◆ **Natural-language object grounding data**
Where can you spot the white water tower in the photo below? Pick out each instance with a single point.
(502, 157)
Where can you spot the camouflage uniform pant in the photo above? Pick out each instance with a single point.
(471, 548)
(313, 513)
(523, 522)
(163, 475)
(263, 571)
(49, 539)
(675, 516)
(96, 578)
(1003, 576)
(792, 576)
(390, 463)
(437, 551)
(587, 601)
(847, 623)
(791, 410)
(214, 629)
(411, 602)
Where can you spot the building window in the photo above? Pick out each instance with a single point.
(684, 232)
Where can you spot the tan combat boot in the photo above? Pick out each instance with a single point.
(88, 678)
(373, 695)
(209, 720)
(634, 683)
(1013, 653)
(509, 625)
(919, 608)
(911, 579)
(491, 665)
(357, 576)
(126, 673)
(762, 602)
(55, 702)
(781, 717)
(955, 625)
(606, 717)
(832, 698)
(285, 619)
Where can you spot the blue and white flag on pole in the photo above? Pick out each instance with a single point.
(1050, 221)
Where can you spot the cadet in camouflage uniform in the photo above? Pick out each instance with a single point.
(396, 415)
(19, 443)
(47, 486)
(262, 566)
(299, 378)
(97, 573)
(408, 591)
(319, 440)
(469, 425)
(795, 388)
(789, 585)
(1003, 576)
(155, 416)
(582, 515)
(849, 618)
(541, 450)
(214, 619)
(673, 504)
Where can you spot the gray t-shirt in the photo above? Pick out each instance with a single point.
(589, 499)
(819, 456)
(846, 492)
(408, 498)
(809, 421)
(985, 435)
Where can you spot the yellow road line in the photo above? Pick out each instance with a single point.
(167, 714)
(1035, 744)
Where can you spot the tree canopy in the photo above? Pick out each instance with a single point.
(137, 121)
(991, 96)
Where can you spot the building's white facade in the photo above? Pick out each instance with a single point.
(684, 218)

◆ **Task to carry out**
Please repeat all the records above exactly as they appear.

◆ **Exercise output**
Where can you spot the white water tower in the photo below? Pick out each instance with a single point.
(502, 157)
Where can you spot the camouflage uniform pant in the photo above? Pick out each instance with a single point.
(471, 548)
(313, 513)
(523, 522)
(163, 475)
(263, 571)
(49, 539)
(675, 516)
(96, 578)
(1003, 576)
(792, 576)
(390, 463)
(437, 551)
(587, 601)
(847, 623)
(791, 410)
(214, 629)
(411, 602)
Where can you spot the building window in the photo above? Pick out each instance with a single point.
(684, 232)
Where can you spot the tan combat boot in the photo above? Pick out each instance with a single point.
(88, 678)
(373, 695)
(209, 720)
(634, 683)
(1013, 653)
(509, 625)
(919, 608)
(911, 579)
(491, 665)
(357, 576)
(126, 673)
(762, 602)
(55, 702)
(781, 717)
(955, 625)
(606, 717)
(832, 698)
(285, 619)
Where can you spot the blue and white flag on pole in the photo above? Pick out each instance with a single point.
(1050, 221)
Where can you spot the cadet in camouflage uniform in the photo above? Pick out each instance with a single point.
(396, 415)
(19, 443)
(47, 486)
(262, 566)
(299, 378)
(97, 573)
(408, 591)
(319, 440)
(469, 425)
(795, 388)
(789, 585)
(1003, 576)
(155, 416)
(582, 515)
(849, 618)
(541, 450)
(214, 619)
(673, 504)
Where can you spot the gray t-shirt in the photo above? Pick out each instance with a single point.
(589, 499)
(819, 456)
(846, 492)
(408, 498)
(809, 421)
(985, 435)
Where can you spot the yellow road line in the photo above? Pick out each instance with a single point.
(167, 714)
(1035, 744)
Where can you spot the tree canopy in the photo above? Pick out each instance with a single point.
(137, 121)
(991, 96)
Where can you spot the building's white facade in the photo above? Pick out each instance with a single point.
(684, 218)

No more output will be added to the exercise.